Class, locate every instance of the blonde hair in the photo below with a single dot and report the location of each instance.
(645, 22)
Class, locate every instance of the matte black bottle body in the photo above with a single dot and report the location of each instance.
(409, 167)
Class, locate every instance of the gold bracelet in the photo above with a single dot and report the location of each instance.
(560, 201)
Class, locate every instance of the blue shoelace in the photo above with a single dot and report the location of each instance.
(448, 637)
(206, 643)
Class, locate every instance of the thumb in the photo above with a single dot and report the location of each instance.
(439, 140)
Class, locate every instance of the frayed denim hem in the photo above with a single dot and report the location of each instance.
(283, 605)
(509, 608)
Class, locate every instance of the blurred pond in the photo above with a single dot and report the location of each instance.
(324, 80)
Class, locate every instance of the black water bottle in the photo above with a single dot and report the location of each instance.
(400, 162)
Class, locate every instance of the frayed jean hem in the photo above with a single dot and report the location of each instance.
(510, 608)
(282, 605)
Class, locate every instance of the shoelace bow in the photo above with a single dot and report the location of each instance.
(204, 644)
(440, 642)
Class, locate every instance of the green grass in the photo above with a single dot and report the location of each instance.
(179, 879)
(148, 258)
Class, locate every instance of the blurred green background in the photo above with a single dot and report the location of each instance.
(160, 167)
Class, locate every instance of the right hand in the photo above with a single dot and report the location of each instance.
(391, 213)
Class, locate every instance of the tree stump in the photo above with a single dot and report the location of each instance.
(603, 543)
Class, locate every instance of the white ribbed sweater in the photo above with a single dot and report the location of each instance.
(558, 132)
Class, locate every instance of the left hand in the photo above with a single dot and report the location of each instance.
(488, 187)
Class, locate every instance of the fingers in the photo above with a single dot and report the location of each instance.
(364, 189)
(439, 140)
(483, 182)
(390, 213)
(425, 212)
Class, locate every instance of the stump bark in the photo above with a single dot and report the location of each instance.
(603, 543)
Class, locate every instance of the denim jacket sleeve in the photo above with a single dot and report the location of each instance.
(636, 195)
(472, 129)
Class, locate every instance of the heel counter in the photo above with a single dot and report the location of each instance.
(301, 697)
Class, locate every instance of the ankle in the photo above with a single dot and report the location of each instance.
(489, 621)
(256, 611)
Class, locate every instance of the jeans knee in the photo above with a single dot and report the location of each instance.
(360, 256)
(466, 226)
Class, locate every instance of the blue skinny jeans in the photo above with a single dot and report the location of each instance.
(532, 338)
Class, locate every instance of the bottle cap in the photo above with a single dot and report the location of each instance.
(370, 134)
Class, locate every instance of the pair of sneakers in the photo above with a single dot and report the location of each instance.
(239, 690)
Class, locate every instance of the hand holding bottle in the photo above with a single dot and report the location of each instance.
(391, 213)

------------------------------------------------

*Objective*. Arrange the lines above as a two-column CSV with the headers text and answer, one row for each line that asks for dots, putting that line in text and the coordinates that follow it in answer. Quote every field and replace line breaks with spaces.

*Reply to the task*.
text,answer
"Class, locate every instance of the blonde hair in the photo below with a single dot and report the location of each instance.","(645, 22)"
"Class, locate every instance of the matte black bottle body in the photo above with a single dot and report the location of each instance.","(409, 167)"
"Class, locate every instance of the gold bracelet in the photo above with a single dot and report the location of each instance.","(560, 201)"
"Class, locate every instance of the blue shoelace in the photo above with a single dot and report the location of each instance.","(448, 637) (206, 643)"
"Class, locate every instance of the thumb in the photo above with a single dot and report the location of each instance.","(439, 140)"
"Class, locate every instance of the frayed denim hem in the photo above with a single dot and report the location of each instance.","(283, 605) (509, 608)"
"Class, locate every instance of the blurred pond in the photo above with a single dot and report the location of each instance.","(324, 80)"
"Class, locate every instance of the black water bottle in the photo above with a single dot and report the location of each instance.","(400, 162)"
"Class, locate every instance of the frayed jean hem in the photo above with a single dot and report the location of each instance.","(510, 608) (282, 605)"
"Class, locate every instance of the shoelace bow in the photo above with a single dot and report the location of each instance.","(204, 644) (440, 642)"
"Class, locate every instance of the green grass in the photo above with a single dot and report the location of each instance.","(179, 879) (148, 258)"
"Class, locate every instance of the blurred green background in the photo above with a single dot and report the location of each instance.","(160, 167)"
"Class, locate every instance of the right hand in the photo above with a single dot and report the location of each instance.","(391, 213)"
"Class, locate every instance of the tree stump in the photo above with a single dot and report the location of each instance.","(603, 543)"
"Class, locate every instance of the white ribbed sweater in the photo above with a single dot and report the location of each instance.","(558, 132)"
"Class, locate every instance of the left hand in the photo above with a single dot and report the location of each instance.","(488, 187)"
"Class, locate every instance of the fingers in the photo above with a single dot and report the location of each instance.","(364, 189) (439, 140) (483, 182) (390, 213) (425, 212)"
"Class, locate every instance of the stump bark in the photo above with a single dot and report the location of each instance.","(603, 543)"
"Class, locate every instance of the denim jacket sleeve in the photo above with a single dot and report the location of each instance.","(636, 195) (472, 129)"
"Class, locate every instance of the heel counter in the photo above with a single dot and report the location of each instance.","(301, 697)"
"Class, locate every instance of the ankle in the photo above with a single dot and report the location of each instance.","(489, 621) (256, 611)"
"Class, locate every instance of the jeans knee in the photo above with a single dot and report the location of each instance.","(360, 256) (466, 226)"
"Class, locate every instance of the blue skinny jeans in the photo above with a single dot and report the location of each instance.","(532, 338)"
"Class, locate every instance of the bottle cap in the photo above with a single dot and report the location of each instance.","(370, 134)"
"Class, locate every instance of the pair of sneakers in the photo above with a single dot and report the location of each instance.","(239, 690)"
"Class, locate every instance of the hand holding bottle in the photo above with a single dot and report the location of each instance.","(391, 213)"